Natural language region descriptions
=======
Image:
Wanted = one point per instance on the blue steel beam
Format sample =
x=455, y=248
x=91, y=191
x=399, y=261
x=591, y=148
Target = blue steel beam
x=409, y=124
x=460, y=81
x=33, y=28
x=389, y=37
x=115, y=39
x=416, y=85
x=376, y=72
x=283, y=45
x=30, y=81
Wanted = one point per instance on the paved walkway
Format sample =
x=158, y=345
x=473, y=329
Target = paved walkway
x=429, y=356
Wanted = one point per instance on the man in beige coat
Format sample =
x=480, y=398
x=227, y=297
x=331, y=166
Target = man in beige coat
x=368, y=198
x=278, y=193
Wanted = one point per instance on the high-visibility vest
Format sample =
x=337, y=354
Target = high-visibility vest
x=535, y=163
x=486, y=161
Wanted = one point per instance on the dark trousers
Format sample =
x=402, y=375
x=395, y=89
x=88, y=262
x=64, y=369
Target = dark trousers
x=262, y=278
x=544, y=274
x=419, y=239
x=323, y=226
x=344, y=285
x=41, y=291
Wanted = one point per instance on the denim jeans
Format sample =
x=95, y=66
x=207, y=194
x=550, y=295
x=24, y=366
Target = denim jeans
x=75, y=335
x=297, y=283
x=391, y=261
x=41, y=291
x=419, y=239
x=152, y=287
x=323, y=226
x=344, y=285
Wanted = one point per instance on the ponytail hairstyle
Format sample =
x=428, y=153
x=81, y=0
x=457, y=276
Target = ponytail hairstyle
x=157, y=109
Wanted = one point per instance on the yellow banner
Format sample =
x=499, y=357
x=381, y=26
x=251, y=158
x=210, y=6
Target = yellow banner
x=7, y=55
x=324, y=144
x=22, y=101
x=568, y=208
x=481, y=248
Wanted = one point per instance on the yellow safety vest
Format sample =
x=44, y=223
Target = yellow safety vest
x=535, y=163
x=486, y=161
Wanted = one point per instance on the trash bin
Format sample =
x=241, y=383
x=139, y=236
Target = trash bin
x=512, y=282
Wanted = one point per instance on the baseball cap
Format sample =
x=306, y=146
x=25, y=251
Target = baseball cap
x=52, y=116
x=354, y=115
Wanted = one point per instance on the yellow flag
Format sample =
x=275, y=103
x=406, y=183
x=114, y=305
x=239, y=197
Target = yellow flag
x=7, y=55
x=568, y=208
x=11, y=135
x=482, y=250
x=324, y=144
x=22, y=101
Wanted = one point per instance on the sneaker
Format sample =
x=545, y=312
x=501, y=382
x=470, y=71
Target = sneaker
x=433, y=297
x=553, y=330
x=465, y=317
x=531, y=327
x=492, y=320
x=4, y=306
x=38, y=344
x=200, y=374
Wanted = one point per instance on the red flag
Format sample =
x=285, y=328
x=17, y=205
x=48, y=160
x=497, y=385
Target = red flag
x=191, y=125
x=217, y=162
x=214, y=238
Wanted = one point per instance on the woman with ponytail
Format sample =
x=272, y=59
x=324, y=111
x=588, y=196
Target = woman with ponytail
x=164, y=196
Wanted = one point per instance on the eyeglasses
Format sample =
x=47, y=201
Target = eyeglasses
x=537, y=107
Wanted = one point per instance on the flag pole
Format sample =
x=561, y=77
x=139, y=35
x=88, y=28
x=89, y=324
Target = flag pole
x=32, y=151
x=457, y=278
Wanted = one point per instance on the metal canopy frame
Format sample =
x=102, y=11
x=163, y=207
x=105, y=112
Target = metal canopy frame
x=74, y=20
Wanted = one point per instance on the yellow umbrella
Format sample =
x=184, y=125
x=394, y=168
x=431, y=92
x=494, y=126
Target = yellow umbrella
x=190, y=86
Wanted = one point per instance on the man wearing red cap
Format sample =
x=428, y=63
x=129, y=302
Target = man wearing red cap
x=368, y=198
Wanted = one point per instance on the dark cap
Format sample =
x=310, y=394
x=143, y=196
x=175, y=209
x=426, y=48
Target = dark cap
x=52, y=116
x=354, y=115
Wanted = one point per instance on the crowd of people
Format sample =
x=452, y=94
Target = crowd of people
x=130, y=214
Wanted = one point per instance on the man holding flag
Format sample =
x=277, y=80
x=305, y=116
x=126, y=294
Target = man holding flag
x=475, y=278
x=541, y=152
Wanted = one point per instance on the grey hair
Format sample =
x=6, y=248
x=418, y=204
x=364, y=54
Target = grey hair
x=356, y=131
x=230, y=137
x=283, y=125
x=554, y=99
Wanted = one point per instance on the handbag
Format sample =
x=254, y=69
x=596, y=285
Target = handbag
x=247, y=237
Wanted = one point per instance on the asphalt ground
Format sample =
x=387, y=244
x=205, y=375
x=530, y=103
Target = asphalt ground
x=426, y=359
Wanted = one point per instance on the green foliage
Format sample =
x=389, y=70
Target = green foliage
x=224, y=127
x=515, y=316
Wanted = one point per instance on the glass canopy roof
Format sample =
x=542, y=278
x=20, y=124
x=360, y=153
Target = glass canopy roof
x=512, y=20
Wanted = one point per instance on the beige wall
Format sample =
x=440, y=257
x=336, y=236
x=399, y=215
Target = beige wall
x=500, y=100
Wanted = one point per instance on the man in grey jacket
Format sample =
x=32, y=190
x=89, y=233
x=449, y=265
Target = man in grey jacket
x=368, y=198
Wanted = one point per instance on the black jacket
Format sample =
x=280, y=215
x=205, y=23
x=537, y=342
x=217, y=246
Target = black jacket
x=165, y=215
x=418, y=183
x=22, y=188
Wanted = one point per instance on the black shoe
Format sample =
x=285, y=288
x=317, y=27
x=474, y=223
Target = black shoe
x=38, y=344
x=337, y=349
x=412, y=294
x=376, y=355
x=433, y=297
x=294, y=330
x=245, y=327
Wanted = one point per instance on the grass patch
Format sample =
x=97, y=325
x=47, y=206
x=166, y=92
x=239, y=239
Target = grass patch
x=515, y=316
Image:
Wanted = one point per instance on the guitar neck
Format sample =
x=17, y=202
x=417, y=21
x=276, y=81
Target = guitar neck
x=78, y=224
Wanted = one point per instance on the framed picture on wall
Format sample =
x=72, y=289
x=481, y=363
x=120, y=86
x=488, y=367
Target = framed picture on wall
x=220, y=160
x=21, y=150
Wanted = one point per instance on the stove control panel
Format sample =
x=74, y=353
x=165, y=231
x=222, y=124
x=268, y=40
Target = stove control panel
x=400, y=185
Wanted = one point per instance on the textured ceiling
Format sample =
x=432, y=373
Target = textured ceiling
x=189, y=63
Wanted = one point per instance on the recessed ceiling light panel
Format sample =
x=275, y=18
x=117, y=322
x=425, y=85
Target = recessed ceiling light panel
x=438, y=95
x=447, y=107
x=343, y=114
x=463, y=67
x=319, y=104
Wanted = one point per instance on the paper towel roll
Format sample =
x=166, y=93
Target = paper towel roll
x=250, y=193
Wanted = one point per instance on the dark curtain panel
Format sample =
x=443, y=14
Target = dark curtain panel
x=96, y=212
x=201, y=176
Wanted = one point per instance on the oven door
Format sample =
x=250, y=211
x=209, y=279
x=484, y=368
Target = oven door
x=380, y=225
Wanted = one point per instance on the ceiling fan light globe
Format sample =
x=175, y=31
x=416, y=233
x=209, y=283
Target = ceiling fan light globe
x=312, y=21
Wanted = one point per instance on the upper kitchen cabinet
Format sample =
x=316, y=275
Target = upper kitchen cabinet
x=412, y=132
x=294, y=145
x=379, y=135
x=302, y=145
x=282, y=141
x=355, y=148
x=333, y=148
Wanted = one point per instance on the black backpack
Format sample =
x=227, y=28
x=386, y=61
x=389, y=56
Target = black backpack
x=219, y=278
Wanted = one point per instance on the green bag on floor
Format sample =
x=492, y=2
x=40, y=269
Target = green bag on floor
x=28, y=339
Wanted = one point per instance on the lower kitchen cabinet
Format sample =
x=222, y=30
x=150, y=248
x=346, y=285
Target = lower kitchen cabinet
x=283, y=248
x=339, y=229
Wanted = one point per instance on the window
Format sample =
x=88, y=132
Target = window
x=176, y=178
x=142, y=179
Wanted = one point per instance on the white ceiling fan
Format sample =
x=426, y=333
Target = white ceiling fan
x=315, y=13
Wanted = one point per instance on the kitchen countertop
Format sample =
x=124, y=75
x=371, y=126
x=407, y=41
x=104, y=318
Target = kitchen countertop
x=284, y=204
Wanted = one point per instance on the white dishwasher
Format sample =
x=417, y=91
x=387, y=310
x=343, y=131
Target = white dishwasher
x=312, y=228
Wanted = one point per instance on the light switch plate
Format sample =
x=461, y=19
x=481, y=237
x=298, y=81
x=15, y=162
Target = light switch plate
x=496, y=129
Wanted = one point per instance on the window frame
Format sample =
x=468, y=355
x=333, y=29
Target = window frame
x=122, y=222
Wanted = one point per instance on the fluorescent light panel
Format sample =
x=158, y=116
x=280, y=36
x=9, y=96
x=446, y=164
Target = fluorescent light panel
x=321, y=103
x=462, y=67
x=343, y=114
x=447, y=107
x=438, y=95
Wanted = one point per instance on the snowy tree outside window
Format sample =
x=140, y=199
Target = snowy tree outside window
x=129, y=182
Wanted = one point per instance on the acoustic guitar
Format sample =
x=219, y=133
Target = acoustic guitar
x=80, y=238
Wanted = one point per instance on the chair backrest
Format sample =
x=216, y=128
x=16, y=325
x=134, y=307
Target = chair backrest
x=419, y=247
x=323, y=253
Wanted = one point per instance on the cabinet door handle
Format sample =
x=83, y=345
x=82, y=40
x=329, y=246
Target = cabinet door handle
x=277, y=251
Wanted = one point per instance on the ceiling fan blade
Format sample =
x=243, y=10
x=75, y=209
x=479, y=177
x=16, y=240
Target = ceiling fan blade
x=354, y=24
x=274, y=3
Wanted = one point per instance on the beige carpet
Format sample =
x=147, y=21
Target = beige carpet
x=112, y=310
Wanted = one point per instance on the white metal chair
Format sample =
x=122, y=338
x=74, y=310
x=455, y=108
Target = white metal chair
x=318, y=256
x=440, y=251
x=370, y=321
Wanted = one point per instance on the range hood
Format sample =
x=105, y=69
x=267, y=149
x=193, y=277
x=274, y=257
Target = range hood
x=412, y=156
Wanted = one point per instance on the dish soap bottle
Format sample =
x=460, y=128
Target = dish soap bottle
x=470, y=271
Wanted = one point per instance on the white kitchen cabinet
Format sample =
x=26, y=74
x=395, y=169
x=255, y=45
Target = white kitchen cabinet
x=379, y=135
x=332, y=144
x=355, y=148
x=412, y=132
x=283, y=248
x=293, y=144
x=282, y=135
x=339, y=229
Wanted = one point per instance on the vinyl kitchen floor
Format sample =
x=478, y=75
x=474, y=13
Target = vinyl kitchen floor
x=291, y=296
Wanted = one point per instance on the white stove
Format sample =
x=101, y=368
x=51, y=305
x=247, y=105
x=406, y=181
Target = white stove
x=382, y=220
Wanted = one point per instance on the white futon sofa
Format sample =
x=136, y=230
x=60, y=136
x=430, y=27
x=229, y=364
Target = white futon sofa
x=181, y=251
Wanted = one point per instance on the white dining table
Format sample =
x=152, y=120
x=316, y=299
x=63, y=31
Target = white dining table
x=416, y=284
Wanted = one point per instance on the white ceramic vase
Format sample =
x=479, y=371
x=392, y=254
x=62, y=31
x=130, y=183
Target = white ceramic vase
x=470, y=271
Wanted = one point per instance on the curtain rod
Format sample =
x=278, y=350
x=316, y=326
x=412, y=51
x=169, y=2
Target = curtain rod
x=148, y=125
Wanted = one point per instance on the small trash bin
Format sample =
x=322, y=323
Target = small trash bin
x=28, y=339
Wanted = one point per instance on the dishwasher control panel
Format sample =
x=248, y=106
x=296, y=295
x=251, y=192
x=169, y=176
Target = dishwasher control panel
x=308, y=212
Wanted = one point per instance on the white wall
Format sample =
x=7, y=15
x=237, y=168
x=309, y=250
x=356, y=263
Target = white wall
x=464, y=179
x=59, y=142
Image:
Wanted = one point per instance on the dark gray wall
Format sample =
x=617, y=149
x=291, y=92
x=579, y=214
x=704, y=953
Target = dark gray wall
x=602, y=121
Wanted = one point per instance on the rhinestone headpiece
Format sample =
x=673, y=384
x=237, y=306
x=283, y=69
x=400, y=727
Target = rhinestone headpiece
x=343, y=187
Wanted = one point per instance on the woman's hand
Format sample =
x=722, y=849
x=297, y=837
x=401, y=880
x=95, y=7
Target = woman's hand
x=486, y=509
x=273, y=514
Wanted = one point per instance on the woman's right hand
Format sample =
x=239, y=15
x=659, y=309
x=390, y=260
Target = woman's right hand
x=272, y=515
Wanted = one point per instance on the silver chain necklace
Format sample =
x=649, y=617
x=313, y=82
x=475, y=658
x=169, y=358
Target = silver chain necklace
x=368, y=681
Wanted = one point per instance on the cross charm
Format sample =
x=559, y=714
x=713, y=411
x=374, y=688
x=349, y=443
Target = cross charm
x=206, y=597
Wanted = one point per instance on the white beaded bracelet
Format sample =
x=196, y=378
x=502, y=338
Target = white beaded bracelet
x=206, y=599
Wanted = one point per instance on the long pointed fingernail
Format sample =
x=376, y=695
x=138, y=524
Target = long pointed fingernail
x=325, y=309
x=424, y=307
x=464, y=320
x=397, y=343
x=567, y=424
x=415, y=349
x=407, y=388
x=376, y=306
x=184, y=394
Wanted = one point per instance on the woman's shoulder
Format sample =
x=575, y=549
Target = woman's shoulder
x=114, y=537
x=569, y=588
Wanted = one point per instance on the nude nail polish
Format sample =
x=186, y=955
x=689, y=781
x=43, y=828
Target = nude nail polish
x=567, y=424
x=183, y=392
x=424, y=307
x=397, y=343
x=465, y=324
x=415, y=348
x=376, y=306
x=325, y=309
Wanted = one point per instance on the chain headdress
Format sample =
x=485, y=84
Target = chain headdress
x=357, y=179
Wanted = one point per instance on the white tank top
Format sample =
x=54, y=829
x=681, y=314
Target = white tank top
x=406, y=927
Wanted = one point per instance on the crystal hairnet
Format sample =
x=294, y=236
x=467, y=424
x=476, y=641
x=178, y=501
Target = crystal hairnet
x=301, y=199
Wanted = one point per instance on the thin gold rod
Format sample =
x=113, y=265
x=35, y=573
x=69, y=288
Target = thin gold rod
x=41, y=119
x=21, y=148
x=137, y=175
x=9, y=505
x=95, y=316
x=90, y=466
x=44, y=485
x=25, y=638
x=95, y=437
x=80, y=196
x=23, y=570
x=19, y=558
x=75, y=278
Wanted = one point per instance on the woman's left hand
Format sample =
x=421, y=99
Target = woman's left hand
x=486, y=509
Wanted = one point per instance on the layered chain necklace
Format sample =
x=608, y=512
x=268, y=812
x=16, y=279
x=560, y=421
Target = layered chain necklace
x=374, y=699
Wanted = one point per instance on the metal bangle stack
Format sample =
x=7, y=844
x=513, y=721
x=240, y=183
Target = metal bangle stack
=======
Using the data above, count the lines that include "stack" and write the number alone.

2